Passage given
Our second feature from this year's Celtic Colours International Festival is the Legendary Celts, formerly known as the Whycocomagh Gathering. The performance this year featured music by Joey Beaton, Archie Fisher, Aongus Grant, Burton MacIntyre, Theresa MacLellan, Doug MacPhee and Mairi Smith. "Many of the Celtic Colours shows feature the younger generation of musicians, but this one gave the older generation its time to shine," says Kaitlin Hahn. "It was a sold-out venue, which shows how respected these musicians are."
Frank McCourt, the Irish-American author of bestselling memoirs Angela's Ashes, 'Tis and Teacher Man, made a recent visit to Lititz, Pa., and Tom Knapp was lucky enough to get a seat at a private book discussion. "For most of the hour-long discussion, McCourt held court over 50-some fans who asked questions and listened attentively to his rambling, often whimsical anecdotes. An amiable, tireless conversationalist with a shock of white hair, McCourt was dressed casually for the event in a blue-and-white striped shirt and a black leather jacket," Tom reports. "A colorful speaker, florid and uninhibited, his style of speaking often mirrors his stream-of-consciousness method of writing." Read the full story here.
Elizabeth Bear sends a vampire into Nazi England in Seven for a Secret. "I didn't have the good fortune to read New Amsterdam, Elizabeth Bear's previous novel set on an alternate Earth where the British colonization of the New World was successfully hindered by a French and Native alliance. Fortunately, I didn't need to, as the sequel Seven for a Secret stands nicely on its own," Tom Knapp says. "The novel's tone is dark and moody, more about stealthy and strategic moves than it is the occasional burst of supernatural action. Bear has crafted an atmosphere of layered mystery and dread in which the wampyr is more hero than monster."
Rachel Caine takes a walk down a Midnight Alley in the third volume of her Morganville Vampires series. "While the series is written for young adults, it's a great read for older fantasy fans, too. While you can read Midnight Alley without reading the two prior novels, it's fascinating to see how each novel builds on each other developing complex characters and storylines," Becky Kyle says. "One caveat: if you are a person who likes novels to stand alone within a series, you may have trouble with Morganville. You'll get some answers from book to book, but the storylines continue with each of the series. Fortunately for the readers, this isn't too much of a problem since Morganville is coming out every few months instead of making us wait a year or more for the next addition."

Directive A
Transcribe the review excerpt word for word, starting with "Frank McCourt, the" and going on through "full story here.".
The entries that follow bear no relation to the review excerpt.

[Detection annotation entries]
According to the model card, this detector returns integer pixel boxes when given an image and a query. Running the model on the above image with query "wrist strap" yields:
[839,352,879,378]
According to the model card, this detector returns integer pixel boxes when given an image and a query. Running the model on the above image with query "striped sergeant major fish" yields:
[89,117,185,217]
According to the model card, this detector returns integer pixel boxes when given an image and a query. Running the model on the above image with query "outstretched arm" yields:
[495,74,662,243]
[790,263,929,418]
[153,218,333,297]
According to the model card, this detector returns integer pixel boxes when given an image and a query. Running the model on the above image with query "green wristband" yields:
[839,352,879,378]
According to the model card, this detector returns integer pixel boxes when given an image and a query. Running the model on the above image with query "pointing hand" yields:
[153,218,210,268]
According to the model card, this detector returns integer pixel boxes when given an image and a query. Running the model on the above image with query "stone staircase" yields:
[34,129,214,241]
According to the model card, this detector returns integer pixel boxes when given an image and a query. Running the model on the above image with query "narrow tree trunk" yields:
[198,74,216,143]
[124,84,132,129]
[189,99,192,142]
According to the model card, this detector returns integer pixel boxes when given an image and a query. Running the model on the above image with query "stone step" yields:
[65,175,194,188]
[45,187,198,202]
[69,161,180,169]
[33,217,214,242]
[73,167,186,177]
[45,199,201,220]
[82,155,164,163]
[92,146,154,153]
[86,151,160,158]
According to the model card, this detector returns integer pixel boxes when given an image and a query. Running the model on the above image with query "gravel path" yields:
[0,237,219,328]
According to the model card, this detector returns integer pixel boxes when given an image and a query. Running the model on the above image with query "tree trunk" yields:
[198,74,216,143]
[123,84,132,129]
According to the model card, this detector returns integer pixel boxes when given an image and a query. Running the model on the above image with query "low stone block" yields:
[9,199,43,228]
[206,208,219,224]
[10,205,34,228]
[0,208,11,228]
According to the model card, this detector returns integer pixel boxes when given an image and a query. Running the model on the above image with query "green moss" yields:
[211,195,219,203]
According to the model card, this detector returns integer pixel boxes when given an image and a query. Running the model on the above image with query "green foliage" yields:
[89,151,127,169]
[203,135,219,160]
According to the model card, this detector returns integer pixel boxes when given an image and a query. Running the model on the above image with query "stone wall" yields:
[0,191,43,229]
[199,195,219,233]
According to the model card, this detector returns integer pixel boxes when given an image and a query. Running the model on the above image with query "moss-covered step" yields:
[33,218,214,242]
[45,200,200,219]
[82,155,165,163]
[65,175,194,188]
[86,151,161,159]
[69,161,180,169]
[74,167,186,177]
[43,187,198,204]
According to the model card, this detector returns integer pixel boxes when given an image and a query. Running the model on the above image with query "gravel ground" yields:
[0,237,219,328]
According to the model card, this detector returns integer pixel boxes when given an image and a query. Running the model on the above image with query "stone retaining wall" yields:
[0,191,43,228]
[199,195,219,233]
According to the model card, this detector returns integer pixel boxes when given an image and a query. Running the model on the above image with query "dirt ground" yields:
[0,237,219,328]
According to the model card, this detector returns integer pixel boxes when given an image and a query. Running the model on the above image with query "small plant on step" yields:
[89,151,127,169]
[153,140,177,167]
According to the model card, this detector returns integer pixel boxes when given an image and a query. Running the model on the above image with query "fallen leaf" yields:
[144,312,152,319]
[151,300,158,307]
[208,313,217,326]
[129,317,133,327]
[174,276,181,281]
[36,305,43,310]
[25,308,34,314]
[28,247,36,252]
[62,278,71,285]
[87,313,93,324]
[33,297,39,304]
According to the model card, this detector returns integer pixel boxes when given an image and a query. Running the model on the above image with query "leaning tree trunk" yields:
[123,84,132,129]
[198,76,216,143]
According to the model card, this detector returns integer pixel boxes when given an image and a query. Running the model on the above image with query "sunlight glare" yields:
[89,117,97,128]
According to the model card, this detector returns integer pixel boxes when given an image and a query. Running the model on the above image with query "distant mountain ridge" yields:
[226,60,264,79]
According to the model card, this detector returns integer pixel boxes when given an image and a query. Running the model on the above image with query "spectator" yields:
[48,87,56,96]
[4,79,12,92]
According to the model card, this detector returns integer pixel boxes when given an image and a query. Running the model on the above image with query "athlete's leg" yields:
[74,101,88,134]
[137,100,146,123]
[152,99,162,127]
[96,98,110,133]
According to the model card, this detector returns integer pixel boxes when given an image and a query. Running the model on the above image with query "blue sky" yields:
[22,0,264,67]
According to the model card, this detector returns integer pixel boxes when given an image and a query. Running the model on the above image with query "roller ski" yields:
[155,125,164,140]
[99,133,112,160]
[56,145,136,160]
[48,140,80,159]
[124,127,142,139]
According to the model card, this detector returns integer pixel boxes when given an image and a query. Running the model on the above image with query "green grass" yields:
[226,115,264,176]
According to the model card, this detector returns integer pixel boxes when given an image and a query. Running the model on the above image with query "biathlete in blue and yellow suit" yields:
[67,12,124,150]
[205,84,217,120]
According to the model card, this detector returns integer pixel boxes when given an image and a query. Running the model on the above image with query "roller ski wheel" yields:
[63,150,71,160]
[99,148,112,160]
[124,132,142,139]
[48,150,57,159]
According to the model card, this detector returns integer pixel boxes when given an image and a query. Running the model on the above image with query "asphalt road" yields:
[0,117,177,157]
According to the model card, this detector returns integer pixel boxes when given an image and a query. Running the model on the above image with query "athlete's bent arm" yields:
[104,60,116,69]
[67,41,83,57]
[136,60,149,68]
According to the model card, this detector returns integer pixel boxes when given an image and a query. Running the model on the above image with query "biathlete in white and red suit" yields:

Directive B
State how many lines of the entries contain the string "gravel", treating case as significant, and give only the number.

Expected answer A
Frank McCourt, the Irish-American author of bestselling memoirs Angela's Ashes, 'Tis and Teacher Man, made a recent visit to Lititz, Pa., and Tom Knapp was lucky enough to get a seat at a private book discussion. "For most of the hour-long discussion, McCourt held court over 50-some fans who asked questions and listened attentively to his rambling, often whimsical anecdotes. An amiable, tireless conversationalist with a shock of white hair, McCourt was dressed casually for the event in a blue-and-white striped shirt and a black leather jacket," Tom reports. "A colorful speaker, florid and uninhibited, his style of speaking often mirrors his stream-of-consciousness method of writing." Read the full story here.

Expected answer B
2